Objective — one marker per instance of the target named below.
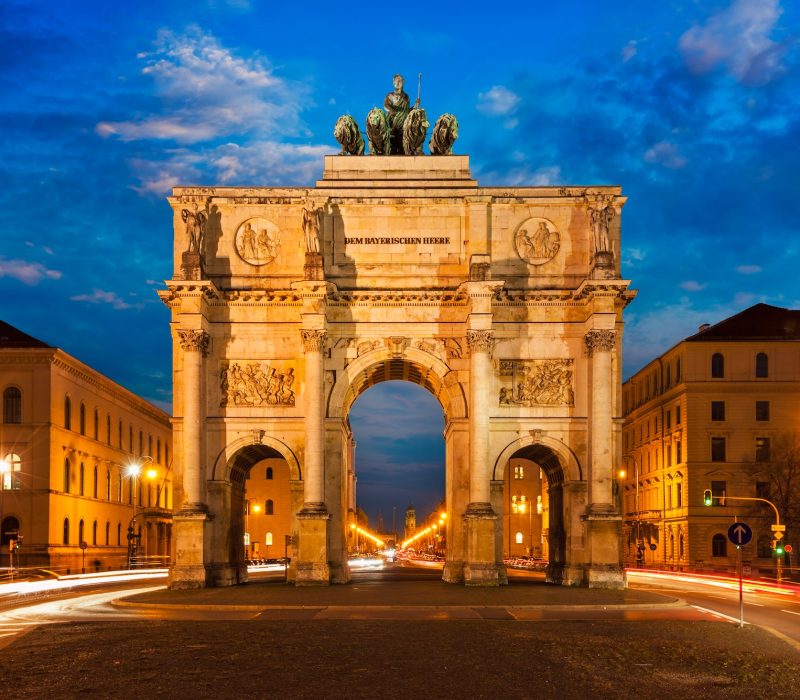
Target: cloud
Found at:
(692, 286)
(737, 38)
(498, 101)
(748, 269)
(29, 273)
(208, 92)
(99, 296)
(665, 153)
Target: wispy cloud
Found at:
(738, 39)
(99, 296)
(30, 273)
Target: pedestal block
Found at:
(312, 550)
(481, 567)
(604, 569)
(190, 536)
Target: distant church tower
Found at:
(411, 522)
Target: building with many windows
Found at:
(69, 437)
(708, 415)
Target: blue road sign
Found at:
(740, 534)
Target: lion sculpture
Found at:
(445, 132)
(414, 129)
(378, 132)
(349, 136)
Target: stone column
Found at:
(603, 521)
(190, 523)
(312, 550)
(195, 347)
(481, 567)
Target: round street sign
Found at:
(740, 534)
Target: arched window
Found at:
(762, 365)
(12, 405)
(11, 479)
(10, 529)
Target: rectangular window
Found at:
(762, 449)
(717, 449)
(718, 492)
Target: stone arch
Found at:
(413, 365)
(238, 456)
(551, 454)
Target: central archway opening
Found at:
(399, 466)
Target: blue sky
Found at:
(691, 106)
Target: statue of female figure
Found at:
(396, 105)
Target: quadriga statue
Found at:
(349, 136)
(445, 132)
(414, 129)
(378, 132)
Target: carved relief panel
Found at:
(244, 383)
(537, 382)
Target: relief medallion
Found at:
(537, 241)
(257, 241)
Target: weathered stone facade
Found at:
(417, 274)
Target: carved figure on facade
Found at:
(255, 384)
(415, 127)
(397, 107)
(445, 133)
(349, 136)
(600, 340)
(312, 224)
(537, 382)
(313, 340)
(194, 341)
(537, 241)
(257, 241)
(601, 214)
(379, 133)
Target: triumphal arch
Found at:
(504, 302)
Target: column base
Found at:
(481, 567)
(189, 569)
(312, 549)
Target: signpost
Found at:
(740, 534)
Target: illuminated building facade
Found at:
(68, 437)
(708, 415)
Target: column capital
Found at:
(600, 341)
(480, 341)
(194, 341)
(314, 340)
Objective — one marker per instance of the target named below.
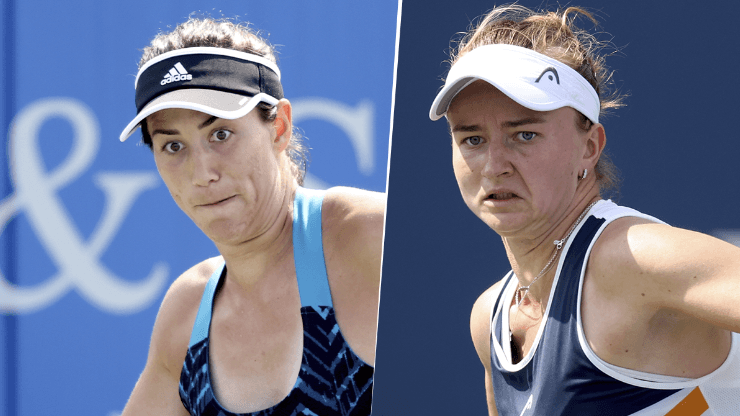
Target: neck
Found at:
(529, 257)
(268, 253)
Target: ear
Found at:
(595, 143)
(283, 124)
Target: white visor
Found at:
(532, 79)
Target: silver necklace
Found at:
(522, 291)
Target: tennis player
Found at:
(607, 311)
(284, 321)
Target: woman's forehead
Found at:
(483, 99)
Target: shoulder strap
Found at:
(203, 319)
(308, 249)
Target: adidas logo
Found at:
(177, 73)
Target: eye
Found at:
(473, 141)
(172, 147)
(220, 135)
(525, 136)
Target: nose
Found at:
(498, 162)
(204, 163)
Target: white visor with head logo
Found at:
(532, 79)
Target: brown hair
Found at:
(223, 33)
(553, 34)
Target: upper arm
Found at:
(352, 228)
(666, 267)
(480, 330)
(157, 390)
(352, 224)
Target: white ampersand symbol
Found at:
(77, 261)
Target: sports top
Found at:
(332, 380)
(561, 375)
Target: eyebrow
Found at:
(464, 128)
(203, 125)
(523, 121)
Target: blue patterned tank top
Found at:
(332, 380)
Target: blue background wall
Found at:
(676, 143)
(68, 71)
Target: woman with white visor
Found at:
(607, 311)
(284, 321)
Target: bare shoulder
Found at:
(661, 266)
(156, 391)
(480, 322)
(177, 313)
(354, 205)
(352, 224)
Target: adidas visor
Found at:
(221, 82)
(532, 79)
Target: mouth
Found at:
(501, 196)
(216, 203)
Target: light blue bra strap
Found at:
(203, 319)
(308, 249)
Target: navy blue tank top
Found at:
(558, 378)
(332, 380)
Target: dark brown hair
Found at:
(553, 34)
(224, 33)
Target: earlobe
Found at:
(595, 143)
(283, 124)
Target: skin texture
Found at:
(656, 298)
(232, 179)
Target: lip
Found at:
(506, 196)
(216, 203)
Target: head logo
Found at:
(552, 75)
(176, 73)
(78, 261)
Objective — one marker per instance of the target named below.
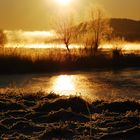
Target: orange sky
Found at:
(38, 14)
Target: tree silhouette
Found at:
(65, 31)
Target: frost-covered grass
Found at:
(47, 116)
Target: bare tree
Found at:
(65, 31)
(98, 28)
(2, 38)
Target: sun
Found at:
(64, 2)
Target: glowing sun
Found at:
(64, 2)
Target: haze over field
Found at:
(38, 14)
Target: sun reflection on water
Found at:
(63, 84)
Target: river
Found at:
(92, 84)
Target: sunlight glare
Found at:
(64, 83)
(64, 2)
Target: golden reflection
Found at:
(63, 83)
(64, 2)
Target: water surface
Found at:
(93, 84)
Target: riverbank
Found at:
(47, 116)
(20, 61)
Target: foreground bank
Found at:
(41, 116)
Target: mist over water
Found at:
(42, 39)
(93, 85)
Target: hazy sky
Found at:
○ ○ ○ ○
▸ **WHAT TO WORK ON**
Can you turn the whole listing above into a numbered list, one line per number, skipping blank lines and leaving the pictures out?

▸ **CORRECT RESULT**
1. Objective — one marker per instance of the target named below.
2. Target: cloud
3. Found at:
4. (692, 286)
5. (737, 38)
6. (498, 101)
7. (748, 269)
8. (29, 273)
9. (208, 92)
10. (99, 296)
11. (665, 153)
12. Target: wispy cloud
13. Found at:
14. (738, 39)
15. (99, 296)
16. (30, 273)
17. Target: pedestal block
18. Found at:
19. (312, 550)
20. (481, 567)
21. (604, 569)
22. (190, 536)
23. Target: distant church tower
24. Found at:
25. (411, 522)
26. Target: building with many windows
27. Found at:
28. (69, 437)
29. (708, 415)
30. Target: blue road sign
31. Found at:
32. (740, 534)
33. Target: lion sculpture
34. Found at:
35. (445, 132)
36. (414, 129)
37. (378, 132)
38. (349, 136)
39. Target: stone column
40. Found at:
41. (603, 521)
42. (190, 523)
43. (312, 550)
44. (195, 347)
45. (481, 567)
46. Target: round street sign
47. Found at:
48. (740, 534)
49. Target: arched window
50. Found at:
51. (762, 365)
52. (12, 405)
53. (11, 479)
54. (10, 529)
55. Target: rectangular window
56. Found at:
57. (762, 449)
58. (717, 449)
59. (718, 492)
60. Target: stone arch
61. Found at:
62. (413, 365)
63. (238, 456)
64. (551, 454)
65. Target: central archway opening
66. Found at:
67. (399, 466)
68. Target: blue sky
69. Found at:
70. (691, 106)
71. Target: statue of female figure
72. Found at:
73. (396, 105)
74. Target: quadriga statue
75. Found at:
76. (349, 136)
77. (445, 132)
78. (414, 129)
79. (378, 132)
80. Target: carved relief panel
81. Found at:
82. (244, 383)
83. (537, 382)
84. Target: relief medallion
85. Found at:
86. (537, 241)
87. (257, 241)
88. Target: weathered stone facade
89. Found at:
90. (417, 274)
91. Target: carved figure on facade
92. Found at:
93. (255, 384)
94. (415, 127)
95. (397, 107)
96. (445, 133)
97. (349, 136)
98. (600, 340)
99. (312, 224)
100. (537, 382)
101. (313, 340)
102. (194, 341)
103. (537, 241)
104. (257, 241)
105. (601, 214)
106. (379, 133)
107. Target: triumphal arch
108. Found at:
109. (504, 302)
110. Target: column base
111. Found at:
112. (481, 567)
113. (189, 569)
114. (312, 549)
115. Target: signpost
116. Found at:
117. (740, 534)
118. Target: illuminated building facade
119. Found at:
120. (68, 437)
121. (708, 415)
122. Target: column capital
123. Found at:
124. (600, 341)
125. (480, 341)
126. (194, 341)
127. (314, 340)
128. Objective — one marker per instance of the target named below.
129. Target: neck
130. Found at:
131. (529, 257)
132. (268, 253)
133. Target: ear
134. Found at:
135. (595, 143)
136. (283, 124)
137. Target: white visor
138. Found at:
139. (532, 79)
140. Target: silver necklace
141. Found at:
142. (522, 291)
143. Target: tennis player
144. Found at:
145. (607, 311)
146. (284, 321)
147. Target: woman's forehead
148. Found at:
149. (483, 99)
150. Target: shoulder strap
151. Found at:
152. (203, 319)
153. (308, 249)
154. Target: adidas logo
155. Found at:
156. (177, 73)
157. Target: eye
158. Found at:
159. (473, 141)
160. (172, 147)
161. (220, 135)
162. (525, 136)
163. Target: nose
164. Found at:
165. (498, 162)
166. (204, 163)
167. Target: white visor with head logo
168. Found at:
169. (532, 79)
170. Target: brown hair
171. Found at:
172. (223, 33)
173. (553, 34)
174. Target: upper arm
175. Found at:
176. (352, 228)
177. (666, 267)
178. (480, 330)
179. (157, 390)
180. (352, 224)
181. Target: white ampersand symbol
182. Found at:
183. (77, 261)
184. Target: sports top
185. Found at:
186. (332, 380)
187. (561, 375)
188. Target: eyebrow
189. Found at:
190. (464, 128)
191. (203, 125)
192. (523, 121)
193. Target: blue patterned tank top
194. Found at:
195. (332, 380)
196. Target: blue background wall
197. Found at:
198. (676, 143)
199. (68, 71)
200. Target: woman with white visor
201. Found at:
202. (607, 311)
203. (284, 321)
204. Target: bare shoulder
205. Found at:
206. (661, 266)
207. (156, 391)
208. (480, 322)
209. (177, 313)
210. (354, 205)
211. (352, 224)
212. Target: adidas visor
213. Found at:
214. (221, 82)
215. (532, 79)
216. Target: mouth
217. Found at:
218. (501, 196)
219. (216, 203)
220. Target: light blue bra strap
221. Found at:
222. (203, 319)
223. (308, 249)
224. Target: navy blue tank top
225. Found at:
226. (558, 378)
227. (332, 380)
228. Target: dark brown hair
229. Found at:
230. (553, 34)
231. (224, 33)
232. Target: earlobe
233. Found at:
234. (595, 143)
235. (283, 124)
236. Target: skin texture
237. Found at:
238. (656, 298)
239. (232, 179)
240. Target: lip
241. Found at:
242. (506, 196)
243. (216, 203)
244. Target: head logo
245. Found at:
246. (552, 75)
247. (176, 73)
248. (78, 261)
249. Objective — one marker per instance of the target named below.
250. Target: orange sky
251. Found at:
252. (38, 14)
253. Target: tree silhouette
254. Found at:
255. (65, 31)
256. Target: frost-covered grass
257. Found at:
258. (47, 116)
259. Target: bare tree
260. Found at:
261. (65, 31)
262. (98, 28)
263. (2, 38)
264. Target: sun
265. Found at:
266. (64, 2)
267. Target: glowing sun
268. Found at:
269. (64, 2)
270. Target: haze over field
271. Found at:
272. (38, 14)
273. Target: sun reflection on water
274. Found at:
275. (63, 84)
276. Target: river
277. Found at:
278. (92, 84)
279. Target: sunlight glare
280. Found at:
281. (64, 83)
282. (64, 2)
283. Target: golden reflection
284. Found at:
285. (63, 83)
286. (64, 2)
287. Target: water surface
288. Found at:
289. (93, 84)
290. Target: riverbank
291. Found at:
292. (47, 116)
293. (20, 61)
294. Target: foreground bank
295. Found at:
296. (41, 116)
297. Target: mist over water
298. Found at:
299. (42, 39)
300. (93, 85)
301. Target: hazy sky
302. Found at:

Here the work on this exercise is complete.